* [TASK DETAILS]
Format every line of the records below as a numbered list, omitting any blank lines.

[Position identification records]
---+---
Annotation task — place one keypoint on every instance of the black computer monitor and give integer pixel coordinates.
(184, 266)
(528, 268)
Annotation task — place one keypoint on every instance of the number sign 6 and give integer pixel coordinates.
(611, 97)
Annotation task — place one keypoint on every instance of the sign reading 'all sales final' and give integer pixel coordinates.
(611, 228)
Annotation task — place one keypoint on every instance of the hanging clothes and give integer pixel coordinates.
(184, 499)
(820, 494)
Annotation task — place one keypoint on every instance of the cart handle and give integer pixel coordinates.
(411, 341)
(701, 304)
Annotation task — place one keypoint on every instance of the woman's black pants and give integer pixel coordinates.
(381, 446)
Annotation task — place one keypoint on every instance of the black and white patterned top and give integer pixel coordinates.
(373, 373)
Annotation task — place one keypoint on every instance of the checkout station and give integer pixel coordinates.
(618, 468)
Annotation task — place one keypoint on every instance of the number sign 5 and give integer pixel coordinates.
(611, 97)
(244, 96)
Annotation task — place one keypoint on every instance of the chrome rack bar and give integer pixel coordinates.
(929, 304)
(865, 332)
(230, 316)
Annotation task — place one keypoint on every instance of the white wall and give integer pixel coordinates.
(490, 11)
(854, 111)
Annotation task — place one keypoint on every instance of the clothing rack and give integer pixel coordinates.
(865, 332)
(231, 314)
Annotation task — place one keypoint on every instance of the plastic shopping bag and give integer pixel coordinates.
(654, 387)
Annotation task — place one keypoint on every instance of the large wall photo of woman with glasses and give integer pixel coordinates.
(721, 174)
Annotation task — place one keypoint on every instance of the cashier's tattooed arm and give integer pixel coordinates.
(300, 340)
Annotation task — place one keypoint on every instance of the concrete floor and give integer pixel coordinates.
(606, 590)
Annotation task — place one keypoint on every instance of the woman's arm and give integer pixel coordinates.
---+---
* [WRITTEN ANSWER]
1. Annotation task — place one keypoint on every instance of the black computer monitor and give integer pixel coordinates.
2. (184, 266)
3. (528, 268)
4. Annotation task — place one keypoint on every instance of the number sign 6 and give integer pixel coordinates.
5. (611, 97)
6. Annotation task — place one keypoint on every instance of the sign reading 'all sales final' and give integer pixel coordinates.
7. (611, 228)
8. Annotation task — place one keypoint on every instance of the hanging clothes and give integer pixel coordinates.
9. (184, 499)
10. (820, 494)
11. Annotation task — place one keypoint on every instance of the cart handle and give integer pixel coordinates.
12. (411, 341)
13. (701, 304)
14. Annotation task — place one keypoint on every instance of the woman's black pants and give integer pixel coordinates.
15. (381, 446)
16. Annotation task — place one keypoint on every instance of the black and white patterned top and give integer pixel coordinates.
17. (373, 373)
18. Annotation task — place one keypoint on every instance of the checkout station and give integer pixel coordinates.
19. (618, 468)
20. Annotation task — place one keypoint on every instance of the number sign 5 and give integer pixel coordinates.
21. (611, 97)
22. (244, 96)
23. Annotation task — place one keypoint on every instance of the chrome rack bar and give integer pixel coordinates.
24. (929, 304)
25. (865, 332)
26. (230, 316)
27. Annotation task — place one keypoint on every instance of the white wall and give integer pixel coordinates.
28. (490, 11)
29. (854, 111)
30. Annotation task — place one keypoint on every instance of the clothing rack and give integer pixel coordinates.
31. (865, 332)
32. (231, 314)
33. Annotation task — place one keypoint on every instance of the plastic shopping bag and give integer pixel coordinates.
34. (654, 387)
35. Annotation task — place one keypoint on every instance of the large wall photo of woman with glasses and give integer pixel coordinates.
36. (721, 174)
37. Annotation task — place one keypoint on every instance of the cashier's tattooed arm and give integer pixel coordinates.
38. (300, 340)
39. Annotation task — place one keypoint on every instance of the concrete floor and give integer pixel coordinates.
40. (606, 590)
41. Annotation task — place one keypoint on every instance of the woman's arm and give integer pixel coordinates.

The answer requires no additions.